[Point labeling examples]
-- Start --

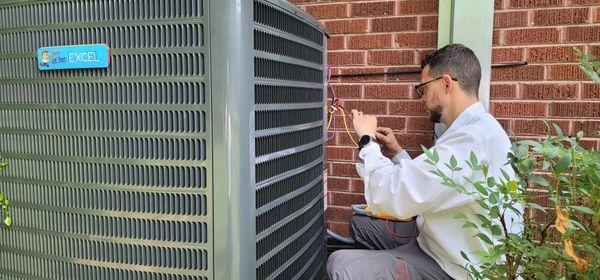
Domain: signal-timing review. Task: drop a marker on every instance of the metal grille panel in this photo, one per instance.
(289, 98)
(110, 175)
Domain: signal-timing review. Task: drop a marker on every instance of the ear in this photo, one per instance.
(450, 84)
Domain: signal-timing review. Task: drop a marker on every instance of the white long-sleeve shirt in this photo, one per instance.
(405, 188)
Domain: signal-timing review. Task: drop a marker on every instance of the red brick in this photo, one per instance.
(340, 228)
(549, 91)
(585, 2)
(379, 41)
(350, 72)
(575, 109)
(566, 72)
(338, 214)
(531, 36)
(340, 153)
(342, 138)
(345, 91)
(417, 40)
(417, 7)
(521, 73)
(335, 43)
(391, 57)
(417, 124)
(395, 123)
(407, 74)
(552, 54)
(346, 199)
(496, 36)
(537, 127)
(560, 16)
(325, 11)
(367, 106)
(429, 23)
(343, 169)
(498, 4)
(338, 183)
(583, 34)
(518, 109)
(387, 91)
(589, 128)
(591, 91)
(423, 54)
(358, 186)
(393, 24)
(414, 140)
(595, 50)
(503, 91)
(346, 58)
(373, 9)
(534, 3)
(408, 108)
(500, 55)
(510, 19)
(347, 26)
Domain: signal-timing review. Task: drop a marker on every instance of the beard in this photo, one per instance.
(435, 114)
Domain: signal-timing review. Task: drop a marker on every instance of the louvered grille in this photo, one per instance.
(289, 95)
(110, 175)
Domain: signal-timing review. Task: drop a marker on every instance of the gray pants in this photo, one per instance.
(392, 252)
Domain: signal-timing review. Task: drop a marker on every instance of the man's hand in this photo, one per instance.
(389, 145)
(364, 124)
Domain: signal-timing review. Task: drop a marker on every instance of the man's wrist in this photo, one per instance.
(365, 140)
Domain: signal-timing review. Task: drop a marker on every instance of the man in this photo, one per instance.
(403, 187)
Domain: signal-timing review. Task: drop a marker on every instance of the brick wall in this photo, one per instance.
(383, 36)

-- End --

What is asked: Return every line of the records exactly as given, pictures excluded.

The output:
Domain: signal-timing review. Task: drop a marker on every instance of the metal grille panel in this photo, one per instance.
(289, 98)
(110, 175)
Domain: signal-timing review. Task: drop a marker on every instance of the ear in this photo, one per instance.
(450, 84)
Domain: signal-timing review. Task: drop a marker on every instance of the white long-sleeve shirt in this photo, one per instance.
(405, 188)
Domain: signal-timing review. Task: drop a marker on every instance of the red brick in this photo, one per instance.
(340, 228)
(549, 91)
(585, 2)
(379, 41)
(350, 72)
(575, 109)
(566, 72)
(338, 214)
(531, 36)
(340, 153)
(342, 138)
(345, 91)
(417, 40)
(417, 7)
(521, 73)
(335, 43)
(391, 57)
(417, 124)
(395, 123)
(407, 74)
(552, 54)
(346, 199)
(496, 36)
(537, 127)
(560, 16)
(325, 11)
(367, 106)
(429, 23)
(343, 169)
(498, 4)
(338, 183)
(583, 34)
(518, 109)
(387, 91)
(589, 128)
(591, 91)
(423, 54)
(358, 186)
(393, 24)
(414, 140)
(595, 50)
(503, 91)
(346, 58)
(373, 9)
(534, 3)
(408, 108)
(500, 55)
(510, 19)
(347, 26)
Domain: signal-timing review. Task: drop a marker on every instance of the beard in this photo, one per instance.
(435, 114)
Domain: signal-timing review. Task: drop a marker on every instance of the louvered grille in this photo, one per instance.
(289, 95)
(110, 175)
Domain: signal-timing review. Task: drop a marker on every instance of the gray pants in this photo, one per instance.
(392, 252)
Domain: signal-timing review. Task: drop a marker on every instance of the man's hand in this photo, one per instance.
(389, 145)
(364, 124)
Domain: signal-timing review. Task: drop a marker on every instance of the man's wrist in this photo, one per instance.
(365, 140)
Domain: signal-timing review. Task: drop a marker on every instance of the man in this photo, one per instance.
(403, 187)
Domain: signal-timing review. Task: drop a marker on every instance of the brick wall in this photo, one per instance.
(383, 36)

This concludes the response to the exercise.